Sunday, 19 June 2011

Italian Thunder

I already remarked about how intense Greek thunder is, and Italian thunder is no different. It's equally intense, but the biggest difference is in the size of raindrops. The raindrops in Arizona range from the size of reset buttons you find in toys and electronics (you know, the ones you need a pencil or pin to push) to the carbonation inside soda. Italian raindrops range from the size of skittles to marbles. We have no one living above us in our apartment, so the entire night felt like we were under attack. These weren’t the gentle sounds of rain you find in cheesy CDs at craft stores; this was an extended drum solo CD being played simultaneously in 300 stereos at 40% volume.

I have slept through television noises, barking puppies, people knocking at my door, et cetera. But this boisterous storm woke me up at least three times during the night. I was cranky because of my disturbed sleep, but I couldn’t even imagine how upset I’d be if my laundry was drying in the patio, like Emily’s was. She had been trying to dry her clothes all week, but the humidity of Rome was keeping dry clothes from her as long as it could. And now, it rained all over her entire wardrobe.

- Extracted entries
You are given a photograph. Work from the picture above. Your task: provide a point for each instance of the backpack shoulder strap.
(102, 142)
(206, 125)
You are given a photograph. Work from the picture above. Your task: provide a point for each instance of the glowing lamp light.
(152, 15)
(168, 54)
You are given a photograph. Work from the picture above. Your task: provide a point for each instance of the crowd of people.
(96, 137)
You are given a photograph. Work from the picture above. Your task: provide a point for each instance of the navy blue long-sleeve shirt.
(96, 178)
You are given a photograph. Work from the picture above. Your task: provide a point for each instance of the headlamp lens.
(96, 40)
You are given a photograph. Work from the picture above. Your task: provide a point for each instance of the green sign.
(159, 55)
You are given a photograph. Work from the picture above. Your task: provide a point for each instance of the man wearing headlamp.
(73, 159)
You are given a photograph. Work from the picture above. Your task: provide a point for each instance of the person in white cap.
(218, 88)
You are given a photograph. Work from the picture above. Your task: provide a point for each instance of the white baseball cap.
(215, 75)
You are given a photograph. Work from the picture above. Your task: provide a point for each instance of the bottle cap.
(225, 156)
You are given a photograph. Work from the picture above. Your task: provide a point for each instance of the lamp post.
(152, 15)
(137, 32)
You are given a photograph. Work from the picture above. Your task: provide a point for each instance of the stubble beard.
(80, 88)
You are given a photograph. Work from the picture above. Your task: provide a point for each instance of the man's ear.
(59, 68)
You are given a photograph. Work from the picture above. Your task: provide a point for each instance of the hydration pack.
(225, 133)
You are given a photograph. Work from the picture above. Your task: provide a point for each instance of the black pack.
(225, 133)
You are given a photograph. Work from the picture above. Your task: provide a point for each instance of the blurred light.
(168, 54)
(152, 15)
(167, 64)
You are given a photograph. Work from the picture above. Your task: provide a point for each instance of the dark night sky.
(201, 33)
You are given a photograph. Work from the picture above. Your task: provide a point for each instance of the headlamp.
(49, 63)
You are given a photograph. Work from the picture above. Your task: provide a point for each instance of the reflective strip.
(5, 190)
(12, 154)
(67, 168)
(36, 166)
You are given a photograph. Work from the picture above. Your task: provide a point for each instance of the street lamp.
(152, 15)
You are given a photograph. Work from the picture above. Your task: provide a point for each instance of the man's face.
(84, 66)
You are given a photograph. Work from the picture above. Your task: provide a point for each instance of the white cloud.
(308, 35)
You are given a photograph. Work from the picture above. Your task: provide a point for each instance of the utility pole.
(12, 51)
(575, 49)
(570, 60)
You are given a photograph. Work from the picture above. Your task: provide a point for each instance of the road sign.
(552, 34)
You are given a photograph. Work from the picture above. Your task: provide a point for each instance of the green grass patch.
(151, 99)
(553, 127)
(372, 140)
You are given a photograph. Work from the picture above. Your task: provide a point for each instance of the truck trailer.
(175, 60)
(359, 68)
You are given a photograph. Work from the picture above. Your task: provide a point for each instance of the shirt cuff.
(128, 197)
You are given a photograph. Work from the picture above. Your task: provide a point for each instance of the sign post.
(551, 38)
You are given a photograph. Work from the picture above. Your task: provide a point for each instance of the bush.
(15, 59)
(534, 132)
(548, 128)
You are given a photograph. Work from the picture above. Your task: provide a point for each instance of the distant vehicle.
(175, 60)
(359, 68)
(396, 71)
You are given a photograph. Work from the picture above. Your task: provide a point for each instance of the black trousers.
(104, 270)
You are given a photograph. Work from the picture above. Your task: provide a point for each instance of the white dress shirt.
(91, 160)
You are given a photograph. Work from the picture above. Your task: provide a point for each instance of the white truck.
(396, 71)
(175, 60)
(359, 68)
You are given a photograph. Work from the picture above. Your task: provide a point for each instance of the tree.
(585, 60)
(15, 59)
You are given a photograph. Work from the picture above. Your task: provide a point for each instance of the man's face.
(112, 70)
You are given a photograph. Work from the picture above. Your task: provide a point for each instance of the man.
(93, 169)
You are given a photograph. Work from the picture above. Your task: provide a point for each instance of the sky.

- Complete the following
• A. In the post about Italian thunder, list every object used to describe the size of raindrops in Arizona or in Italy.
• B. Answer these from the post about Italian thunder, one per line:
(i) How many times at least did the storm wake the writer during the night?
(ii) Where was Emily's laundry drying?
(iii) At what volume are the 300 stereos playing in the drum solo comparison?
• C. Copy everything in the Italian thunder post from "I already remarked" down to "at 40% volume.", word for word.

- Expected answers
• A.
- Reset buttons found in toys and electronics
- The carbonation inside soda
- Skittles
- Marbles

• B.
(i) At least three times.
(ii) In the patio.
(iii) At 40% volume.

• C.
I already remarked about how intense Greek thunder is, and Italian thunder is no different. It's equally intense, but the biggest difference is in the size of raindrops. The raindrops in Arizona range from the size of reset buttons you find in toys and electronics (you know, the ones you need a pencil or pin to push) to the carbonation inside soda. Italian raindrops range from the size of skittles to marbles. We have no one living above us in our apartment, so the entire night felt like we were under attack. These weren’t the gentle sounds of rain you find in cheesy CDs at craft stores; this was an extended drum solo CD being played simultaneously in 300 stereos at 40% volume.